[start of Supplied text]

Big Data Technologies

My Today’s Post is mostly aimed at consolidating all the related Big Data Technologies at one place which makes it easy for a big data enthusiasts to understand the role played by each of them in a larger frame.

Apache Hadoop:-  Hadoop is an open-source software framework written in Java for distributed storage and distributed processing of very large data sets on computer clusters built from commodity hardware. All the modules in Hadoop are designed with a fundamental assumption that hardware failures are common and should be automatically handled by the framework.

The core of Apache Hadoop consists of a storage part, known as Hadoop Distributed File System (HDFS), and a processing part called MapReduce. Hadoop splits files into large blocks and distributes them across nodes in a cluster. To process data, Hadoop transfers packaged code for nodes to process in parallel based on the data that needs to be processed. This approach takes advantage of data locality.

HDFS: – The Hadoop Distributed File System (HDFS) offers a way to store large files across multiple machines. Hadoop and HDFS was derived from Google File System (GFS) paper. It is a distributed, scalable, and portable file-system written in Java for the Hadoop framework. A Hadoop cluster has nominally a single name node plus a cluster of data nodes, although redundancy options are available for the name node due to its criticality. Each data node serves up blocks of data over the network using a block protocol specific to HDFS. The file system uses TCP/IP sockets for communication. Clients use remote procedure call (RPC) to communicate between each other.

Map Reduce:- MapReduce is a programming model and an associated implementation for processing and generating large data sets with a paralleldistributed algorithm on a cluster. A MapReduce program is composed of a Map() procedure (method) that performs filtering and sorting (such as sorting students by first name into queues, one queue for each name) and a Reduce() method that performs a summary operation (such as counting the number of students in each queue, yielding name frequencies).

Yarn (map reduceV2): – MapReduce has undergone a complete overhaul in hadoop-0.23 and we now have, what we call, MapReduce 2.0 (MRv2) or YARN.The fundamental idea of MRv2 is to split up the two major functionalities of the JobTracker, resource management and job scheduling/monitoring, into separate daemons. The idea is to have a global ResourceManager (RM) and per-application ApplicationMaster (AM). An application is either a single job in the classical sense of Map-Reduce jobs or a DAG of jobs.The ResourceManager and per-node slave, the NodeManager (NM), form the data-computation framework. The ResourceManager is the ultimate authority that arbitrates resources among all the applications in the system.The per-application ApplicationMaster is, in effect, a framework specific library and is tasked with negotiating resources from the ResourceManager and working with the NodeManager(s) to execute and monitor the tasks.

[end of Supplied text]

#### [Requirement 1]
According to the big data technologies post, which paper were Hadoop and HDFS derived from?

[start of Material for the task]

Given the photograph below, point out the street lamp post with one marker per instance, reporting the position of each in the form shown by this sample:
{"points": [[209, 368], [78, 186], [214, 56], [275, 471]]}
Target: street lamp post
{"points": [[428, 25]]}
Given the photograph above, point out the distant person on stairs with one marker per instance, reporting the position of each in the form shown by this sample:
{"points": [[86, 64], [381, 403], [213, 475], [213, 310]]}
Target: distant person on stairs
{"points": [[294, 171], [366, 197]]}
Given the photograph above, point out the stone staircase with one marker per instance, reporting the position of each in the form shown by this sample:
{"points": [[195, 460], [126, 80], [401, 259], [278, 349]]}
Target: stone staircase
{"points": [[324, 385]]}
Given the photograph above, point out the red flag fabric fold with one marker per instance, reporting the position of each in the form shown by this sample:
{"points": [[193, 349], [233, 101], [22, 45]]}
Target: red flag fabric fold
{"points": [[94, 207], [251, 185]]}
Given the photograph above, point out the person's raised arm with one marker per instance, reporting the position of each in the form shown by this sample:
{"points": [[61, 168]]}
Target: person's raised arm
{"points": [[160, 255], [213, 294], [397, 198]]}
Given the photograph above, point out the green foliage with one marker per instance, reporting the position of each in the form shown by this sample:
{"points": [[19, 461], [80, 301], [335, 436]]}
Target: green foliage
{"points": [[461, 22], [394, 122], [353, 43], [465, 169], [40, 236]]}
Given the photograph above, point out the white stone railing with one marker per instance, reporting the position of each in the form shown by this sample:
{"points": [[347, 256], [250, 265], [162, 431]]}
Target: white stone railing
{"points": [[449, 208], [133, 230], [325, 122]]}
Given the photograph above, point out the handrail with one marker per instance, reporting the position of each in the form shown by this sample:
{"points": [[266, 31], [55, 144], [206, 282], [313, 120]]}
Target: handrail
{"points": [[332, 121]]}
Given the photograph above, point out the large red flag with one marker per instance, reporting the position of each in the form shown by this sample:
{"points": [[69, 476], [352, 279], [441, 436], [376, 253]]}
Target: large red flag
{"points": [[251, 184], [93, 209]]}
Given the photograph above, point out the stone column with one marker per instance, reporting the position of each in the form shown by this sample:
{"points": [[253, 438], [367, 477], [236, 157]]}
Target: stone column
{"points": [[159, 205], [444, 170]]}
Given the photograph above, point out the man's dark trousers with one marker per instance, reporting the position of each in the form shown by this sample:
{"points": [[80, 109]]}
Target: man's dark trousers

[end of Material for the task]

#### [Requirement 2]
Gather every line of the entries that contains the word "stone", and copy each one out in full.

#### [Solution 1]
The Google File System (GFS) paper.

#### [Solution 2]
Given the photograph above, point out the stone staircase with one marker per instance, reporting the position of each in the form shown by this sample:
Target: stone staircase
Given the photograph above, point out the white stone railing with one marker per instance, reporting the position of each in the form shown by this sample:
Target: white stone railing
Given the photograph above, point out the stone column with one marker per instance, reporting the position of each in the form shown by this sample:
Target: stone column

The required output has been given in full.